_EXCERPT_:
***

- Origin: Brooklyn, New York, U.S.
- Genres: Punk rock
- Years active: 2010–present
- Label: Don Giovanni
- Members: Mars Ganito Joe McCann Jade Payne Sheena McGrath
- Past members: Angie Boylan

= Aye Nako =

American punk band

Aye Nako is an American punk band from Brooklyn, New York, United States. The band originated in 2010 and promotes a "community-oriented, anti-capitalist, LGBTQ-friendly ideology". After self-releasing a well-received debut album titled Unleash Yourself, in 2015, the band released The Blackest Eye on Don Giovanni Records.

==History==
Officially formed in Brooklyn, New York, in 2010, the members of Aye Nako were from Oakland, California, where Mars Ganito (vocals, guitar) and Joe McCann (bass) had been two-thirds of Fleabag, who had changed their name from Aye Nako. After the move to Brooklyn, Ganito and McCann were joined by Jade Payne (guitar) and Angie Boylan (drums) to complete their lineup.

***

_TASKS TO CARRY OUT_:
A) According to the Aye Nako profile, which label released The Blackest Eye in 2015?
B) Name every person the Aye Nako profile lists under "Members".
C) Render this sentence from the Aye Nako profile in Spanish: "Aye Nako is an American punk band from Brooklyn, New York, United States."

_COLLECTED MATERIAL_:
***

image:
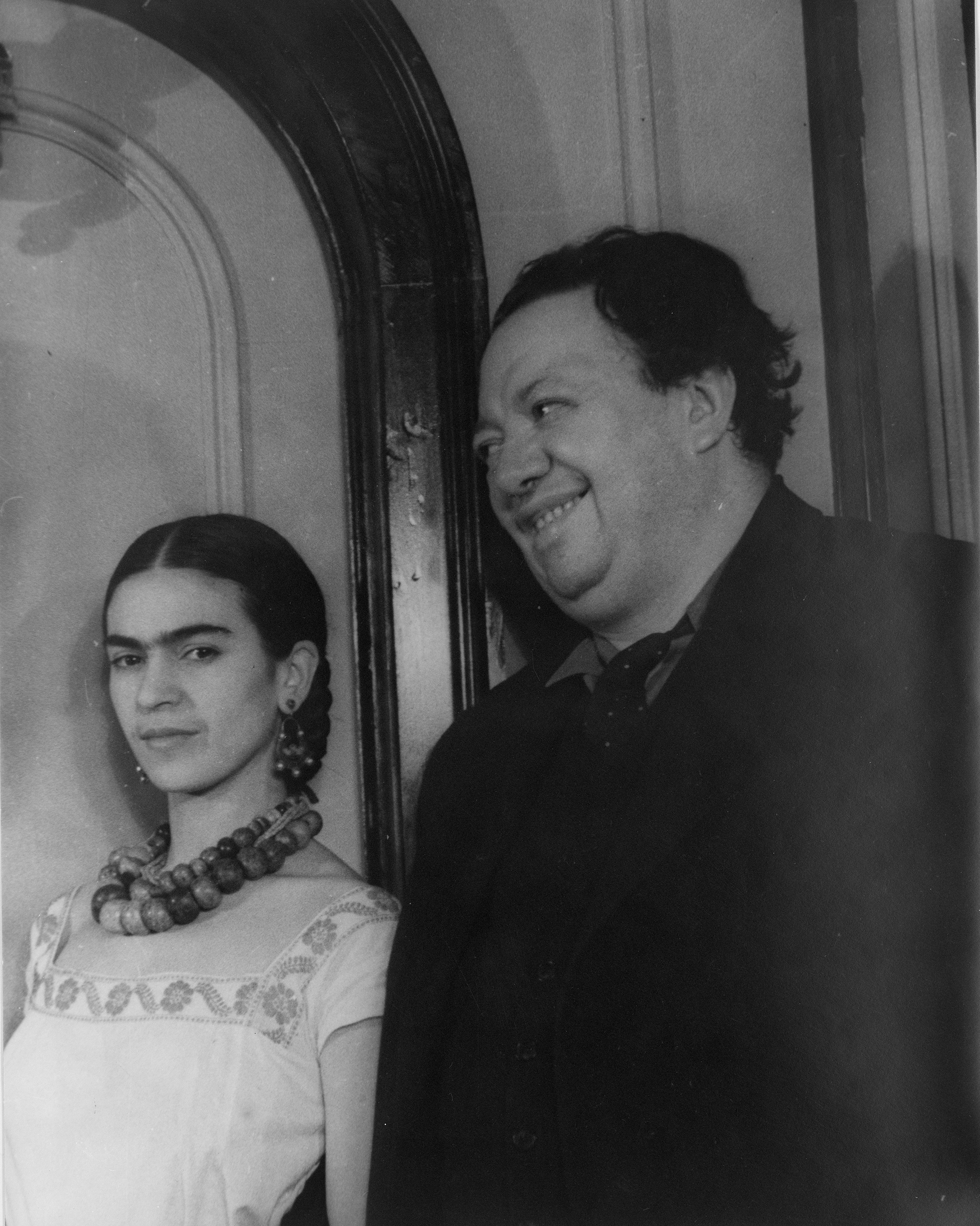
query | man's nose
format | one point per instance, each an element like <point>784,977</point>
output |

***

_SOLUTIONS TO THE PROBLEMS_:
A) Don Giovanni Records

B) Mars Ganito, Joe McCann, Jade Payne, Sheena McGrath

C) Aye Nako es una banda de punk estadounidense de Brooklyn, Nueva York, Estados Unidos.